Document text ->
Though public support for cannabis legislation continues to grow in the United States, citizens remain concerned about the risks of impaired driving. The American Automobile Association's Traffic Safety Culture Index reported in 2020 that 70 percent of Americans considered driving after using cannabis to be highly dangerous and 77 percent supported laws criminalizing marijuana-impaired driving. As more states legalized cannabis, the number of fatal traffic accidents involving the drug rose sharply, doubling between 2000 and 2018, according to a 2021 study published in the American Journal of Public Health.

Testing positive for marijuana use after a collision, however, does not prove the person was impaired while driving, as the drug can stay in a person's system for several weeks after use. The lack of a reliable, universally accepted roadside screening test for marijuana impairment poses another complication for addressing impaired driving. While such tests are actively being developed, law enforcement officials must rely on controversial screening processes that may yield inaccurate and inconsistent results, and field sobriety tests reliant on police officers' judgment. Many police agencies indicate that officers frequently lack the knowledge and training to detect marijuana impairment, allowing some drug-impaired drivers to escape.

The wide variation of cannabis laws between states and the possibility of positive test results weeks after actual use has negatively affected employees of various industries. For example, zero-tolerance federal regulations for commercial driving license holders exacerbated the supply-chain issues that began affecting the United States in 2020. A driver can consume marijuana legally in one state while off duty and test positive weeks later, usually leading to instant termination by employers and a complicated series of steps to requalify for commercial driving. As the industry and the federal government have tried to recruit more drivers, they have lost thousands of experienced drivers. Of the nearly 120,000 drivers with a drug violation since January 2020, only about 25 percent have completed the process to resume commercial driving.

Changing marijuana laws have created some legal issues without clear answers. For example, many activists have called for marijuana amnesty, which would erase previous convictions from the criminal records of people found guilty of cannabis possession in states that have legalized it. However, with marijuana remaining prohibited at the federal level, there is no obvious path forward for such a policy at the national level, even though public support for amnesty is strong. As marijuana prohibition has disproportionately resulted in the arrest and incarceration of people of color, many activists have argued that any legal cannabis industry must provide opportunities that benefit these affected communities.

The transportation of recreational marijuana from a state where it is legal to a state where it is not legal causes further complications for law enforcement. Existing federal statutes make interstate transport of marijuana or marijuana products illegal. However, the rise of novel consumption methods, such as marijuana-infused beverages and snacks, has presented law enforcement officials with significant detection and enforcement challenges. Further, in states where such consumption methods are legal, authorities have reported cases of minors mistaking the drug for something safe to eat.

Work order 1 ->
From the text on cannabis laws, copy out the passage starting at "The wide variation" and ending at "resume commercial driving.".
Work order 2 ->
Answer these questions using the text on cannabis laws.
(a) According to the 2020 Traffic Safety Culture Index, what percentage of Americans supported laws criminalizing marijuana-impaired driving?
(b) How long can marijuana stay in a person's system after use?
(c) Of the nearly 120,000 drivers with a drug violation since January 2020, what share have completed the process to resume commercial driving?

Data records ->
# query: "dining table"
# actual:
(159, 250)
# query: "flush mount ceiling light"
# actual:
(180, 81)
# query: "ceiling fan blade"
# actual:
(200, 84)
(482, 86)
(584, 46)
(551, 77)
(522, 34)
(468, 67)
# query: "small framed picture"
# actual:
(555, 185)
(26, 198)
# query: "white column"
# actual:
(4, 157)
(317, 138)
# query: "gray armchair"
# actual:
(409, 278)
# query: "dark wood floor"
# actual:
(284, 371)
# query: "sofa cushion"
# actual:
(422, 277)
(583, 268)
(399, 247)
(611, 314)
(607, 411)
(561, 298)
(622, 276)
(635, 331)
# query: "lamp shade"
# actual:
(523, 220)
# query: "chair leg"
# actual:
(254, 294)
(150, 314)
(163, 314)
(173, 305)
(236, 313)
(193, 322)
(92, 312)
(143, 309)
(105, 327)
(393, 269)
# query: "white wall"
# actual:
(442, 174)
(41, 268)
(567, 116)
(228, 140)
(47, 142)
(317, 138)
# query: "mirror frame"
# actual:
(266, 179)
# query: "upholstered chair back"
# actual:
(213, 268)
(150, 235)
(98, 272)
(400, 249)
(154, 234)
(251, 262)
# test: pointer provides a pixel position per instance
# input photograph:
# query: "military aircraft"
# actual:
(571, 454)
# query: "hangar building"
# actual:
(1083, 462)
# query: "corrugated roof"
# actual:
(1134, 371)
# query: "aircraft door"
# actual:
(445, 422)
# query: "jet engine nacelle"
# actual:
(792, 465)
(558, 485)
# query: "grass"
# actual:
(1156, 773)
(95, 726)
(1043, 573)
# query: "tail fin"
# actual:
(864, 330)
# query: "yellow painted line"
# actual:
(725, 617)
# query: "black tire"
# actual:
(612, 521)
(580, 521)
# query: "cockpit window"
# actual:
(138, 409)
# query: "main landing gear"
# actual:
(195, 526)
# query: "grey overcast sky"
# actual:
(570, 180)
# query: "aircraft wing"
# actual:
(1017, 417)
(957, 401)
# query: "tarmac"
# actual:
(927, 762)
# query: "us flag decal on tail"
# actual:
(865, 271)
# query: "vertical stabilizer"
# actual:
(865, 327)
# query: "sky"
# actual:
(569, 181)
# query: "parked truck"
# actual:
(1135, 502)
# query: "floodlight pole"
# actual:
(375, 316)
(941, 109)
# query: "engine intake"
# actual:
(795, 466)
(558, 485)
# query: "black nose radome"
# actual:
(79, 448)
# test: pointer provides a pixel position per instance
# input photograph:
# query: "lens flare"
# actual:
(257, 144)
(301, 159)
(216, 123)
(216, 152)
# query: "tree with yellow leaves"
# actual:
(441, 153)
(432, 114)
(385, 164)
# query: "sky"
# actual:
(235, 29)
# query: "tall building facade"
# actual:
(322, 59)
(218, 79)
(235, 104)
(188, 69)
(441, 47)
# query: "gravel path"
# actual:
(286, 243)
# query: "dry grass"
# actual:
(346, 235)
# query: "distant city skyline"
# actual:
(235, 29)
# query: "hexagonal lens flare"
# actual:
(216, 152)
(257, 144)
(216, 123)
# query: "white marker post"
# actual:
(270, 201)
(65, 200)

Worked solution 1 ->
The wide variation of cannabis laws between states and the possibility of positive test results weeks after actual use has negatively affected employees of various industries. For example, zero-tolerance federal regulations for commercial driving license holders exacerbated the supply-chain issues that began affecting the United States in 2020. A driver can consume marijuana legally in one state while off duty and test positive weeks later, usually leading to instant termination by employers and a complicated series of steps to requalify for commercial driving. As the industry and the federal government have tried to recruit more drivers, they have lost thousands of experienced drivers. Of the nearly 120,000 drivers with a drug violation since January 2020, only about 25 percent have completed the process to resume commercial driving.

Worked solution 2 ->
(a) 77 percent
(b) Several weeks
(c) About 25 percent